(Object position labeling entries)
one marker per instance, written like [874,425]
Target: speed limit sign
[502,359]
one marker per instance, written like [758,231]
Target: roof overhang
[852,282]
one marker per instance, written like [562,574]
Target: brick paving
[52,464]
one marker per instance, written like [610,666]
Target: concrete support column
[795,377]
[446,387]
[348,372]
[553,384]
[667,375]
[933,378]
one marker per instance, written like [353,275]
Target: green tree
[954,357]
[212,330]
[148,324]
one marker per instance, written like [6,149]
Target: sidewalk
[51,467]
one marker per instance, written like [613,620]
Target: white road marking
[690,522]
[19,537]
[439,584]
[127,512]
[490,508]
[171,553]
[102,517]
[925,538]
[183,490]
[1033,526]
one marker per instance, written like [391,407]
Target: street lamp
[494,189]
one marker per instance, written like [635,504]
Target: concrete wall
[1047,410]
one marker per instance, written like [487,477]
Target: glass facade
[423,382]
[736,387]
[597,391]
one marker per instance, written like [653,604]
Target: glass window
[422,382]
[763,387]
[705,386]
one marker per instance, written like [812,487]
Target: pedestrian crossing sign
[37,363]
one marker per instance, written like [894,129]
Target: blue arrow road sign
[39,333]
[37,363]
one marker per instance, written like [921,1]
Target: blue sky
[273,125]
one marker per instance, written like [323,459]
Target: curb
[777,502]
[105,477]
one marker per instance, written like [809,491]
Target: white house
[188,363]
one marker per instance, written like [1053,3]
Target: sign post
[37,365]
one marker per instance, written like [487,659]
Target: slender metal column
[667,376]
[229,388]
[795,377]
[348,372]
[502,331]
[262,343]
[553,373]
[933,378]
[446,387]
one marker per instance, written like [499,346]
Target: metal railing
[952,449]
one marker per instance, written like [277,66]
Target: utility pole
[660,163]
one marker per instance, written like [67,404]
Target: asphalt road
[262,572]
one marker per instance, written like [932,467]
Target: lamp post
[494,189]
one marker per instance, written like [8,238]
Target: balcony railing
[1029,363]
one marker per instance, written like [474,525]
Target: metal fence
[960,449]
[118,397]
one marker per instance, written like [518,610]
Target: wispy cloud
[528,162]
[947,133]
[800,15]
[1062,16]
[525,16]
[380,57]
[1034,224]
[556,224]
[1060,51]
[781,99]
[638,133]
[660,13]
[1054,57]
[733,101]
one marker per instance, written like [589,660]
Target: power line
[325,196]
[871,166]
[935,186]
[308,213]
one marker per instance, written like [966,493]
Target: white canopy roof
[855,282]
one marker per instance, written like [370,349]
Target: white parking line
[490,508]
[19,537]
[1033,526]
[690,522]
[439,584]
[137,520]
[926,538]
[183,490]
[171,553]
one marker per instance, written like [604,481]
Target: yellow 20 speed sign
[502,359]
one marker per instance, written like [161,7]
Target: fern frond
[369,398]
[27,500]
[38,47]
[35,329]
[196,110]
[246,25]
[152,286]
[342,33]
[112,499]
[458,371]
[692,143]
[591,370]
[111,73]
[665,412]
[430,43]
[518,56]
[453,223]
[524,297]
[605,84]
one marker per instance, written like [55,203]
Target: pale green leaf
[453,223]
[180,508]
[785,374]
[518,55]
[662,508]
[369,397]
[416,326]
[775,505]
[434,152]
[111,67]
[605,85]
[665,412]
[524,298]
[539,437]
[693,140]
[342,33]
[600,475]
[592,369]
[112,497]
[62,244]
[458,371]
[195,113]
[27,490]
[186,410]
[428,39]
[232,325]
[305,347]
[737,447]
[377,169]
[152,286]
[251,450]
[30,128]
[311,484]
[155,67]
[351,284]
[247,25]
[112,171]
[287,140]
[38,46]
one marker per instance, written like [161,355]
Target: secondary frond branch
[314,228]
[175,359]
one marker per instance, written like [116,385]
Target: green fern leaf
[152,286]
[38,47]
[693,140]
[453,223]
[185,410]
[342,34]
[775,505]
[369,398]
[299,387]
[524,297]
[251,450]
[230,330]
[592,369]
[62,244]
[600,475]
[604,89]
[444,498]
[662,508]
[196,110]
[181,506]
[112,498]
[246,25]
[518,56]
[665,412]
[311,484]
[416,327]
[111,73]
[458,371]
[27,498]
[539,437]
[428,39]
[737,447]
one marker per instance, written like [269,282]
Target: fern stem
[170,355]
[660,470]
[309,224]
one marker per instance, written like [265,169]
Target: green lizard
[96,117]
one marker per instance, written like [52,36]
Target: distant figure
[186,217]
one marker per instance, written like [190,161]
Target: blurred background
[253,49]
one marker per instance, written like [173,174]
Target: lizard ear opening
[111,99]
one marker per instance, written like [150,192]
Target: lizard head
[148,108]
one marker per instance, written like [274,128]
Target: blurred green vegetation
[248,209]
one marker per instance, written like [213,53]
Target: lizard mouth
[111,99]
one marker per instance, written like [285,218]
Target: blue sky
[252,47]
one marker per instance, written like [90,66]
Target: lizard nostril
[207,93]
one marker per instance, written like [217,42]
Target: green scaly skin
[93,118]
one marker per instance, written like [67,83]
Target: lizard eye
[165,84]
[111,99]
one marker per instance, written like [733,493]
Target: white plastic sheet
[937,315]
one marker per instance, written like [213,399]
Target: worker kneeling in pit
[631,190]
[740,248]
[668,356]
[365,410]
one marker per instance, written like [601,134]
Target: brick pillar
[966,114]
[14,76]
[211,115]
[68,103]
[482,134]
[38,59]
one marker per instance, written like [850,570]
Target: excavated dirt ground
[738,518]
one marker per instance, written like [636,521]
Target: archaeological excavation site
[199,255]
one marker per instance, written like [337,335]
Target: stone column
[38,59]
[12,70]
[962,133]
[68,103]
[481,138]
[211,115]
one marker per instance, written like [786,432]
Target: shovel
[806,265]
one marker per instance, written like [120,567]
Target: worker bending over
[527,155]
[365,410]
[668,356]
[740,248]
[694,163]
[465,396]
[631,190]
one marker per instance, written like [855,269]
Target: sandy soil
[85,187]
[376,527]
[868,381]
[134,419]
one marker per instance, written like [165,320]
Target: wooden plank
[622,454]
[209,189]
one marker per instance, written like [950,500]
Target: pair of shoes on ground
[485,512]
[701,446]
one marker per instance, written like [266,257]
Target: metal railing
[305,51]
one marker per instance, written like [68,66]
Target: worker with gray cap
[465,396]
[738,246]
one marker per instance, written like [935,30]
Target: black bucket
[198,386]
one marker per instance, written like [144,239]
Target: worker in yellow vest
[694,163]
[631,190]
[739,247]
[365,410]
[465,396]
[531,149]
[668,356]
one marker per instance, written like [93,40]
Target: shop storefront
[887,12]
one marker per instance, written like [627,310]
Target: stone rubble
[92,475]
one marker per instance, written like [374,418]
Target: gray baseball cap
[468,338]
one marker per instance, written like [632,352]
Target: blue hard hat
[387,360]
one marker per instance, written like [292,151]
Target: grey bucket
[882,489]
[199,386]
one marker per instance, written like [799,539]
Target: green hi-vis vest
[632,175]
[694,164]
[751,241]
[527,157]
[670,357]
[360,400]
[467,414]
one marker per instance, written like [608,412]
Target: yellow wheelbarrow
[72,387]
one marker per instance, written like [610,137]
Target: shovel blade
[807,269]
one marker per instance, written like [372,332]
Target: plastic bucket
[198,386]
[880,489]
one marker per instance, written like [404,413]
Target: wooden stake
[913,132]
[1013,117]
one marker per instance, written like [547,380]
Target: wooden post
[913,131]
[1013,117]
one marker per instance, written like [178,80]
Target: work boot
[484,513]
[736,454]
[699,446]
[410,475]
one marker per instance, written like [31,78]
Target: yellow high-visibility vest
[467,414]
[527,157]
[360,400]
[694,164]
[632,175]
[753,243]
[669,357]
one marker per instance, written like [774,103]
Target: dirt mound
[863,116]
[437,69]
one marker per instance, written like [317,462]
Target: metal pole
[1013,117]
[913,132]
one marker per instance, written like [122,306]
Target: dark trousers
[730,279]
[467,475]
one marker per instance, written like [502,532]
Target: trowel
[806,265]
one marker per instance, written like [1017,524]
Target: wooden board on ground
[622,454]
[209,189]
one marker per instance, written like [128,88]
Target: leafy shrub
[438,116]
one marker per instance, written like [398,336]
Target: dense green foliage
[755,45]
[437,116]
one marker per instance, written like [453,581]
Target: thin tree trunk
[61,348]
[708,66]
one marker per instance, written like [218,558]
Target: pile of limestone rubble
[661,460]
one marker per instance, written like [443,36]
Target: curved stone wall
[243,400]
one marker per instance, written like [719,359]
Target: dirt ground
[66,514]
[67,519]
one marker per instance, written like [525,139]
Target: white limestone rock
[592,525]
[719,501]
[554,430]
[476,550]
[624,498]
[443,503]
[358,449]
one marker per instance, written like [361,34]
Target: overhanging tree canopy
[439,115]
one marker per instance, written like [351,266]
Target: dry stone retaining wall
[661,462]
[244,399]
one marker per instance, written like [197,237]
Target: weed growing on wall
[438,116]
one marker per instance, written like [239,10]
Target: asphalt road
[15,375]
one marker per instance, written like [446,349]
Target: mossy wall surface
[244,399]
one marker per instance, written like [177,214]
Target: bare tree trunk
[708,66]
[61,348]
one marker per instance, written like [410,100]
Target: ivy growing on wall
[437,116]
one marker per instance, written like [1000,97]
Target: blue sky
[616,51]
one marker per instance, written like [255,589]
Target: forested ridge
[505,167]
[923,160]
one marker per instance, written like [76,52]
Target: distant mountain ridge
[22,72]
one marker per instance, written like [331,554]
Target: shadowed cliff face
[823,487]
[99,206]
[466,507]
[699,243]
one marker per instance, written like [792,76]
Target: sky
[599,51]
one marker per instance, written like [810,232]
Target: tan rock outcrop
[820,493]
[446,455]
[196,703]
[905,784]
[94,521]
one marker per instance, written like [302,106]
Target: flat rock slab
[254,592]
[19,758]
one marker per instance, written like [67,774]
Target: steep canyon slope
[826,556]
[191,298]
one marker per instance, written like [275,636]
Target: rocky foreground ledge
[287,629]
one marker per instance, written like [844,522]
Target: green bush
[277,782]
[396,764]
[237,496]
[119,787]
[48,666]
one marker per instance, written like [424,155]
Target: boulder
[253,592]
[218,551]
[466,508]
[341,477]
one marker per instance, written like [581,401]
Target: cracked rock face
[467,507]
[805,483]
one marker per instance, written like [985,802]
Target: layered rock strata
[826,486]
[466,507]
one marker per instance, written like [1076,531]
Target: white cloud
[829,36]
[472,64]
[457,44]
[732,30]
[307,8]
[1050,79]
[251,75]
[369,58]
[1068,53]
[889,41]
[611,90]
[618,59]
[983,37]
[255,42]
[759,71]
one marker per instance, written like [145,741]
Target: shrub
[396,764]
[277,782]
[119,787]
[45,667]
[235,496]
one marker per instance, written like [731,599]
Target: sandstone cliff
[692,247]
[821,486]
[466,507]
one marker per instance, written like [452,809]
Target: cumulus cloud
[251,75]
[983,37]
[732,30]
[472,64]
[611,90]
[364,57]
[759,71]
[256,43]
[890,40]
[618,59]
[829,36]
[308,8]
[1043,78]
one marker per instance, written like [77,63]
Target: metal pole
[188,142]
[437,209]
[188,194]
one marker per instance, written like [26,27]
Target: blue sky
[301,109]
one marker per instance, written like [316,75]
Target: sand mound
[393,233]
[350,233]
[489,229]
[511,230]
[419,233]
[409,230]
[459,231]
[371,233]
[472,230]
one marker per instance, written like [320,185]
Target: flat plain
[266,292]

> _WHAT YOU WILL DO_: Begin at the line containing "one marker per instance, written like [731,599]" and reproduce each line through the end of the records above.

> _ANSWER TO THIS TASK_:
one marker per instance, written like [731,599]
Target: sandstone cliff
[692,247]
[821,486]
[466,507]
one marker per instance, written like [452,809]
Target: cumulus cloud
[251,75]
[983,37]
[732,30]
[472,64]
[611,90]
[364,57]
[759,71]
[256,43]
[890,40]
[618,59]
[829,36]
[308,8]
[1043,78]
one marker per instance, written like [77,63]
Target: metal pole
[188,142]
[437,209]
[188,194]
one marker per instance, written like [26,27]
Target: blue sky
[301,109]
one marker per instance, written like [316,75]
Target: sand mound
[393,233]
[350,233]
[489,229]
[511,230]
[419,233]
[409,230]
[459,231]
[371,233]
[472,230]
one marker per instance, written like [320,185]
Target: flat plain
[266,292]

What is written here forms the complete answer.